━━ Article ━━

British Airways offers $40 round-trip US-India fare by mistake, cancels tickets

10 October 2009,


WASHINGTON: It was a deal -- a steal! -- too good to be true. It really was.


Regulars on the US-India flight route erupted in joy last week when British Airways offered, erroneously as it turned out, a $40 round-trip fare (plus taxes, fees and surcharge) from any city in the US to any destination in India.

Scores of eager beaver flyers snagged the tickets in the two-hour window on October 2, before BA realized its error and shut down the offer, even as word about the Gandhi Jayanti gift sped through the desi bush telegraph.

Now BA says it cannot honor the tickets because it was a systems' glitch. The airline claims it was actually filing for a $40 increase in fares between US and India and somewhere down the line the plus sign got knocked off.

"As these fares were so clearly below the normal fare levels, British Airways is unable to honor these bookings," the airline said in an e-mail to travel agents. "We have cancelled all affected bookings made during this two-hour window, and will make a full refund for any paid for and issued ticket."

Not so fast, say furious customers. Many of them say they have made other onward bookings and plans. Some dumped other airlines and tickets, incurring a cancellation fee, to pile on the BA bonanza.

Besides, say some customers, the $40 fare tag is misleading. "What they're leaving out is that taxes and fees amount to $530+. So sure it is a good deal, but not a give-away by any means," one buyer wrote to the LA Times travel blog, which first broke the story. Others said they paid between $600 to $700 including taxes, fees, and surcharge, and insist BA should honor the deal.

On Friday, BA budged just a bit, offering a $ 300 discount on a future BA fare to India in addition to the full refund. In its e-mail to travel agents, the airline apologized for the error and said refunded customers could get an additional $300 off "any published retail World Traveller fare from the US to India when booked between now and Nov. 12, 2009." It said the offer was valid for travel through Sept. 30, 2010.

It remains to be seen if buyers are pacified.

The public relations fiasco underlines the steady decline of European airlines and against emerging Gulf and eastern carriers for the US-India market, even as state-owned Air India is flailing around.

For the longest time, European carriers such as BA, KLM, Air France and Lufthansa have had a run of the US-India route, especially from the East Coast, with transit through European hubs. But now gulf carriers such as Qatar Airways and Emirates are muscling into the market, enticing Indian flyers to fly through the Doha and Dubai, instead of through London, Paris, Amsterdam, Frankfurt etc.

Commencing Sunday, Qatar Airways will begin a direct service four times a week from its Doha base to Amritsar, allowing a wide base of Sikhs/Punjabi diaspora in North America (where it flies direct to Washington DC, Houston/Dallas among other cities), Europe, Africa and the Gulf/West Asia region to make their Golden Temple pilgrimage expeditiously.

━━━
━━ Extracted entries ━━

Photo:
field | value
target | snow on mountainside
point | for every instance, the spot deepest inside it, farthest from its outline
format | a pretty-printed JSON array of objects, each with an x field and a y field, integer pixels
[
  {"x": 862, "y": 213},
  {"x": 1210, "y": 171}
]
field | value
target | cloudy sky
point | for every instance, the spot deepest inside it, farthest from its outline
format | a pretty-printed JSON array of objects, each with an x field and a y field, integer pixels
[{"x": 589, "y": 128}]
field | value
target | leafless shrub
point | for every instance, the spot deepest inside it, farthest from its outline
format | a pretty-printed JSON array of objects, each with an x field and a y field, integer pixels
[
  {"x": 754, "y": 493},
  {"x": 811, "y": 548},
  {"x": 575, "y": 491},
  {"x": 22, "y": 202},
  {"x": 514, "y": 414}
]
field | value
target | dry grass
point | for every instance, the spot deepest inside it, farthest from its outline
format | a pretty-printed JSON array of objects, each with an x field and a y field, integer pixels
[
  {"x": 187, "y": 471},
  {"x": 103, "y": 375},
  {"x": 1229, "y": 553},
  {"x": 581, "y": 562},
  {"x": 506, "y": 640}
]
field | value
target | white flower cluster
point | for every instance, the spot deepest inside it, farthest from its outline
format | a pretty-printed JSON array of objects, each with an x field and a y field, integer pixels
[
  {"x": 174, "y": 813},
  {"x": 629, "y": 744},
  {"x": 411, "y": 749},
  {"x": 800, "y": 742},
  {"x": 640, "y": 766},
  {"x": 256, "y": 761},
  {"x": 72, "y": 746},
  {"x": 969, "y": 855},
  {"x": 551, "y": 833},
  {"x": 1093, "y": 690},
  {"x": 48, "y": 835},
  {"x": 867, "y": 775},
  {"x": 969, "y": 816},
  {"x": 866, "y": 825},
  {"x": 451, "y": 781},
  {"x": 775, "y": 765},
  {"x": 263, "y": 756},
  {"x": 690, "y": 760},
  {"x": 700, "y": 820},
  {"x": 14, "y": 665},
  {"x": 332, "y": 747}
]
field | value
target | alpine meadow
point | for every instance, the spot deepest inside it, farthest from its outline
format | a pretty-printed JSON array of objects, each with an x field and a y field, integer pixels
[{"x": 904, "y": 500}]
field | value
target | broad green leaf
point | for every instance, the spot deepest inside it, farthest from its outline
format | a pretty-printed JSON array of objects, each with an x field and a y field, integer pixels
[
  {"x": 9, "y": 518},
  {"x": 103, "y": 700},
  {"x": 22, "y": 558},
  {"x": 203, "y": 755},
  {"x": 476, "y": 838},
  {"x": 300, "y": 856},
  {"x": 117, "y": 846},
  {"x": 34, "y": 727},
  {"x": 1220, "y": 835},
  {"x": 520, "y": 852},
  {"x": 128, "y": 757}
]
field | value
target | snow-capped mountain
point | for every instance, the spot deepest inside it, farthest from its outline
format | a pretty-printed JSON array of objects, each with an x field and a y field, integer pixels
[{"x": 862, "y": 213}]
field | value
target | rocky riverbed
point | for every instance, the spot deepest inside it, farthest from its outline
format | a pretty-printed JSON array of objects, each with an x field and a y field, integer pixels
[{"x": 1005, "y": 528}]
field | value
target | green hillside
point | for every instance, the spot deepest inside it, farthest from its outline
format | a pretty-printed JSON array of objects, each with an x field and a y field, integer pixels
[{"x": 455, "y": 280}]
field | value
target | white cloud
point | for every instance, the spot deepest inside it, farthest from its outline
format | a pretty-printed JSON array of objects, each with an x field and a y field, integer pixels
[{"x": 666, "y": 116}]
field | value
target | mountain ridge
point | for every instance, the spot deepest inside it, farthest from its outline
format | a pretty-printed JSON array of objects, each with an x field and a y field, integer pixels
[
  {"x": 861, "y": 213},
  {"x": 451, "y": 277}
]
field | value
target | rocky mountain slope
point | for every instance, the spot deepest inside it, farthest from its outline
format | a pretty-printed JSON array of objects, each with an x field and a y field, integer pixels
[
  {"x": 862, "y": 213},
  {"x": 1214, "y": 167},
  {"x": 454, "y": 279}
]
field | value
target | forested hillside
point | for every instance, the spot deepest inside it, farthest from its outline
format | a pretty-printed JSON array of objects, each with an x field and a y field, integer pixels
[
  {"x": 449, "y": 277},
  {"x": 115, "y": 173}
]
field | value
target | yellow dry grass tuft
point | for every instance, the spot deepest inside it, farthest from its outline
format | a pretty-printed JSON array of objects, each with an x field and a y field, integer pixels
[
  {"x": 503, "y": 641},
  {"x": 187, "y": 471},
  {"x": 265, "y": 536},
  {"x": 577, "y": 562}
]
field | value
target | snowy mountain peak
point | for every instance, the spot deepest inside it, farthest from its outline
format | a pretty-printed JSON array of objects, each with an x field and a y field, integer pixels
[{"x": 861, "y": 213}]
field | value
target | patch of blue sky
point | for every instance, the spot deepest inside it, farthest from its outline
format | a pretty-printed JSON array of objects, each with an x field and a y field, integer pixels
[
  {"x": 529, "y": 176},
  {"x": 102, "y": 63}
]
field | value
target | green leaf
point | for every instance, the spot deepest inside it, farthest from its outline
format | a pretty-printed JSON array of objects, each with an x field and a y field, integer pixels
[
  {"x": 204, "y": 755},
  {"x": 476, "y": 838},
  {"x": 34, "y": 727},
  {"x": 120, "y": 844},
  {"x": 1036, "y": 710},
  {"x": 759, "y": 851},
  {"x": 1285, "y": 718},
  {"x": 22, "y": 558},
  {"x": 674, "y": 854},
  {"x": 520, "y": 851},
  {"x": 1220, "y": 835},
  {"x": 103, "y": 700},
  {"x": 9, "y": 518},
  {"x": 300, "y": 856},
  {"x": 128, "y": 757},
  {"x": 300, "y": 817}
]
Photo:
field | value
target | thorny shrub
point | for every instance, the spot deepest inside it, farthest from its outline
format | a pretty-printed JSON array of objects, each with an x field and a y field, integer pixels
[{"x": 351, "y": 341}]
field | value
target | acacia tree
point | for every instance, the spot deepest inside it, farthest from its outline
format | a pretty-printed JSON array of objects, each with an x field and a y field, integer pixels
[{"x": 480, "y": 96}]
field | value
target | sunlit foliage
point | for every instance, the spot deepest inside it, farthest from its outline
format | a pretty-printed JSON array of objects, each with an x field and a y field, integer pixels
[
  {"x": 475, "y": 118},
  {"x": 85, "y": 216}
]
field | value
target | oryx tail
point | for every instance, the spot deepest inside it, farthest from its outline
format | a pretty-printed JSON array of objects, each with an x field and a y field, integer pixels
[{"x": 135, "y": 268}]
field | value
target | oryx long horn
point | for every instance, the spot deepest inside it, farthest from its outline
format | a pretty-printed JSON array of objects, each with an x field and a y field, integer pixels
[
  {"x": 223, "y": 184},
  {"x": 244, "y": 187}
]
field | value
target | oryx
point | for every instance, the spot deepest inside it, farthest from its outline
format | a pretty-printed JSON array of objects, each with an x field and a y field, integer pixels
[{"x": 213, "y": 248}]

━━━

Work to do >>
1/ Please transcribe the British Airways fare article from "Now BA says" to "got knocked off.".
2/ For each statement below, say yes or no based on the British Airways fare article, and quote its deciding words. (a) Flyers could buy the $40 fare during a two-hour window on October 2. (b) The LA Times travel blog was the first to report the story. (c) Qatar Airways will fly daily from Doha to Amritsar.

Responses to the exercise >>
1/
Now BA says it cannot honor the tickets because it was a systems' glitch. The airline claims it was actually filing for a $40 increase in fares between US and India and somewhere down the line the plus sign got knocked off.

2/
(a) Yes: "in the two-hour window on October 2"
(b) Yes: "the LA Times travel blog, which first broke the story"
(c) No: "a direct service four times a week from its Doha base to Amritsar"